◆ Given task: Collect every line of the items below that contains the word "white" and copy each such line in full. The match is case-sensitive.

○ ○ ○ ○ ○

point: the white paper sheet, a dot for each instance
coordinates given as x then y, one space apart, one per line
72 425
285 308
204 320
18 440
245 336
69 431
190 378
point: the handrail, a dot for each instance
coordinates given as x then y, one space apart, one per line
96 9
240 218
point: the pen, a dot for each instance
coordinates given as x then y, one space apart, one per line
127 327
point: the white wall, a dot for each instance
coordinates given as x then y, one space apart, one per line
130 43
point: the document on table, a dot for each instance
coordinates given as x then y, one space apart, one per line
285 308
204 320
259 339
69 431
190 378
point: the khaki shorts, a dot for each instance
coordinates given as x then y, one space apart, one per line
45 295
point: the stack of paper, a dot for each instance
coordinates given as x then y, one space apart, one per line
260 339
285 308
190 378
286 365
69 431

○ ○ ○ ○ ○

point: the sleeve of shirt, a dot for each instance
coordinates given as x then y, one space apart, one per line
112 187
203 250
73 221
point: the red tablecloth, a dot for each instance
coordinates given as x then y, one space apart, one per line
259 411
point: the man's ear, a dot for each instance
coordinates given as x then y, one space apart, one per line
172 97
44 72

○ ○ ○ ○ ○

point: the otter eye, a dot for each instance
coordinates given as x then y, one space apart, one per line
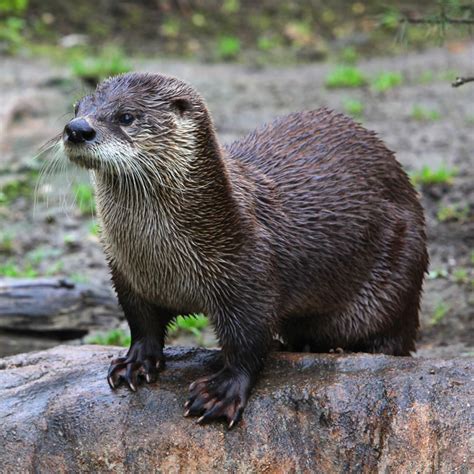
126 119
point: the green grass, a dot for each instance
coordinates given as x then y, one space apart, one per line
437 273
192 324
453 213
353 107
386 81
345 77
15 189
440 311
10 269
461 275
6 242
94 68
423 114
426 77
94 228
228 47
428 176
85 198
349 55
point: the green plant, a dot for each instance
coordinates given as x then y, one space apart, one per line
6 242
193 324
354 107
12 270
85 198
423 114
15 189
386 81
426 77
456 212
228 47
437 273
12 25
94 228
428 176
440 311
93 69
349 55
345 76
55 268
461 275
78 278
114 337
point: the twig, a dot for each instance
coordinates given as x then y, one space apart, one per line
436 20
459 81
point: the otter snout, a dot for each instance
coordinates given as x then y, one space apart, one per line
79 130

○ ○ ○ ○ ○

◆ Solution to the exercise:
point: the white paper sheet, a dot for each instance
point: the white wall, a dot for each instance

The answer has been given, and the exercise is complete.